Excerpted records →

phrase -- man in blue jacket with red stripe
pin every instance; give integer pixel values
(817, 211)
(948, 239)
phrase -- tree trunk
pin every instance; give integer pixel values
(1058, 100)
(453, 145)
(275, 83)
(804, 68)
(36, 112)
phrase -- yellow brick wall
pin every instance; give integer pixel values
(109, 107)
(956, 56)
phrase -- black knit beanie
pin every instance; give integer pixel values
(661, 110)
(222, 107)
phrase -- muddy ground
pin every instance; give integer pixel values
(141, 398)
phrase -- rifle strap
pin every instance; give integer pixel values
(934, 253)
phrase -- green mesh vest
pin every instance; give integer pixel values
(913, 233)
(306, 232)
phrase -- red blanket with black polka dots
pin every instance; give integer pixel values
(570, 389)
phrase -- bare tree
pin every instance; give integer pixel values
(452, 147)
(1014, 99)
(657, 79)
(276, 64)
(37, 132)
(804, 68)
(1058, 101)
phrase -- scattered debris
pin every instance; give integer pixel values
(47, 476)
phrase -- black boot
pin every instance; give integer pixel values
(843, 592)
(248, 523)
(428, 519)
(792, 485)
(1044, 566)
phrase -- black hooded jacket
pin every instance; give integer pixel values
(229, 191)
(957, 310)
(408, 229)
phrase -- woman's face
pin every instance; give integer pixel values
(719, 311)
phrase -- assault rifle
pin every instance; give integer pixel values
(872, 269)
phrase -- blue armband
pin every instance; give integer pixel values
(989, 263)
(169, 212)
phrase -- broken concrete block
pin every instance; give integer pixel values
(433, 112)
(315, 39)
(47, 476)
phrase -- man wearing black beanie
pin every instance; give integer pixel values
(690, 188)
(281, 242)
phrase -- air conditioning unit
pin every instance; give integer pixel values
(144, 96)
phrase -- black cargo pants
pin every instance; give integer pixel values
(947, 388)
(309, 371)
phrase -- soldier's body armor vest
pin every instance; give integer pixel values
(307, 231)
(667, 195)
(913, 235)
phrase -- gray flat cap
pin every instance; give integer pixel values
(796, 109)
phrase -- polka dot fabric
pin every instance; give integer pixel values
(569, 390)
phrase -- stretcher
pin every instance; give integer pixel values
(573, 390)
...
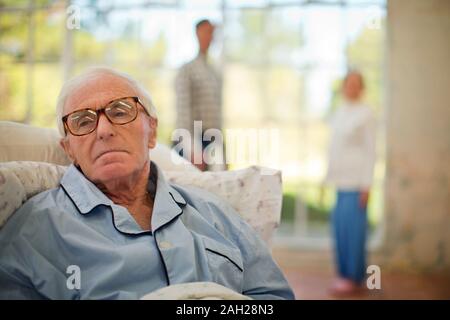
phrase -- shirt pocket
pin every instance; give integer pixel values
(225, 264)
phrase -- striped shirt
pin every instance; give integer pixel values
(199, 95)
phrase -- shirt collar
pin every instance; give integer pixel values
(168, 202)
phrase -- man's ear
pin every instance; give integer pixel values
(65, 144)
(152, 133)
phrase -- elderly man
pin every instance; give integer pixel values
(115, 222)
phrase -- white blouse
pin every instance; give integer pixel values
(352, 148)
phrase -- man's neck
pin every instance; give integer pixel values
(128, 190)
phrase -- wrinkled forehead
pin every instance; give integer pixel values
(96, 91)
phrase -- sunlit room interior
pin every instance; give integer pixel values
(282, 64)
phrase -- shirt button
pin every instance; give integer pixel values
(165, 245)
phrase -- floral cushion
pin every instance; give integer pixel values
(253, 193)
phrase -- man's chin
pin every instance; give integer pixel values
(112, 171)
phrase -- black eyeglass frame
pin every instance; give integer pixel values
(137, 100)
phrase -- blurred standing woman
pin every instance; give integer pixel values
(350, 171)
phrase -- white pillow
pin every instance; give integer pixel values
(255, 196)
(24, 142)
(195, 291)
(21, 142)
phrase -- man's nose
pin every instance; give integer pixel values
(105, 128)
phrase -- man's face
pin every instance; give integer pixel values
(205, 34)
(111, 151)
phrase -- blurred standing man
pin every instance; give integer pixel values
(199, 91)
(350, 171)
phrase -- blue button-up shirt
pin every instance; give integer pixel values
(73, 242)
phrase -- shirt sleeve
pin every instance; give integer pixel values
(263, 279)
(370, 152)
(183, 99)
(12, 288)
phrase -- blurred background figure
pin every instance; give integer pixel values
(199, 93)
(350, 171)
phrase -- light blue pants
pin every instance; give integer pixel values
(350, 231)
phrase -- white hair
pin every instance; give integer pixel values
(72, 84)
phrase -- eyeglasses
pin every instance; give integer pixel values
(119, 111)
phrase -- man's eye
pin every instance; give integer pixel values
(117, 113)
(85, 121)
* * *
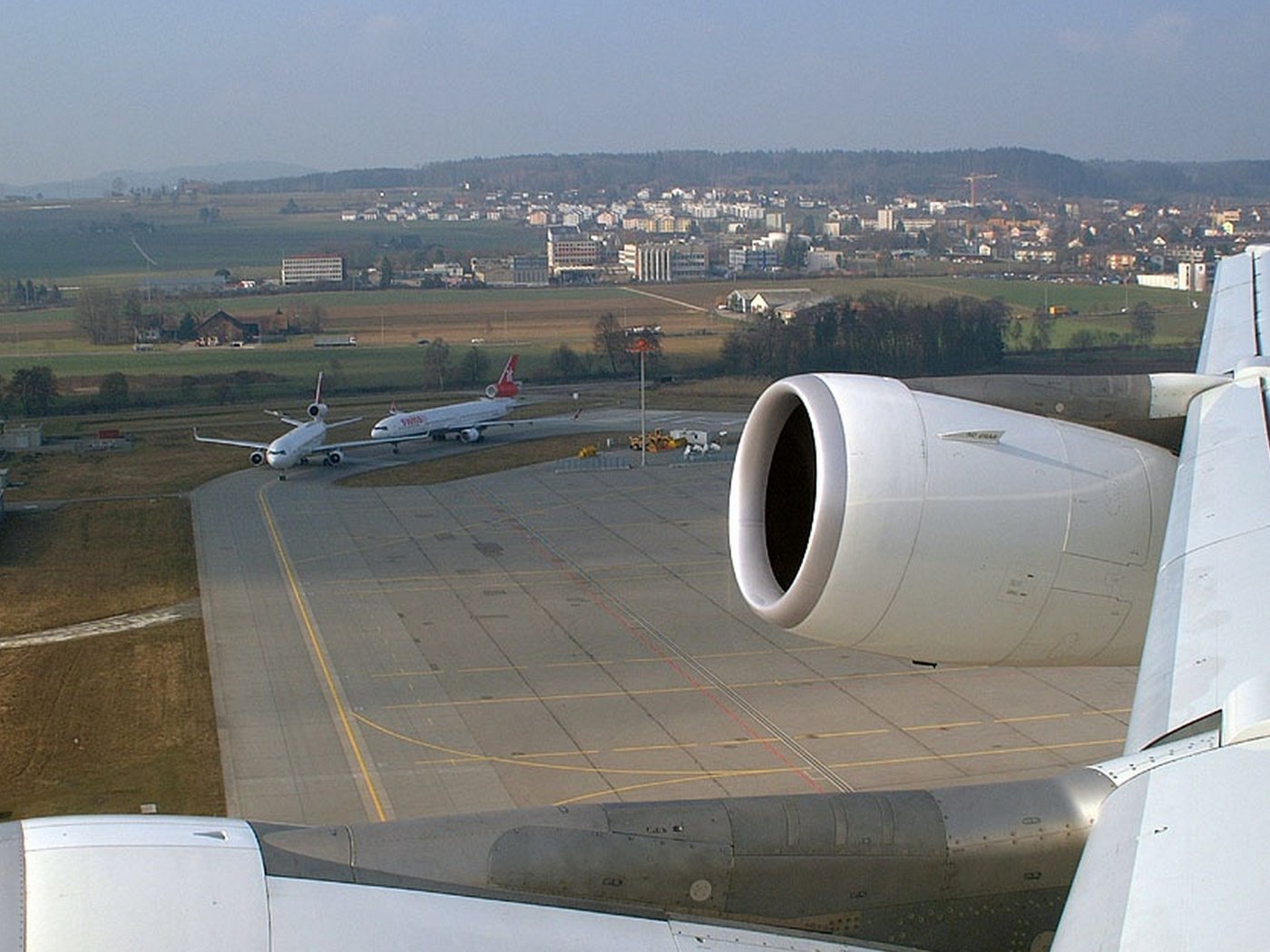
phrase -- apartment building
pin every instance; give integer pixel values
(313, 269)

Prompt →
The expected answer is a copy of each line in the records that holds the word "vest".

Answer below →
phrase -- green mesh vest
phrase -- soldier's body armor vest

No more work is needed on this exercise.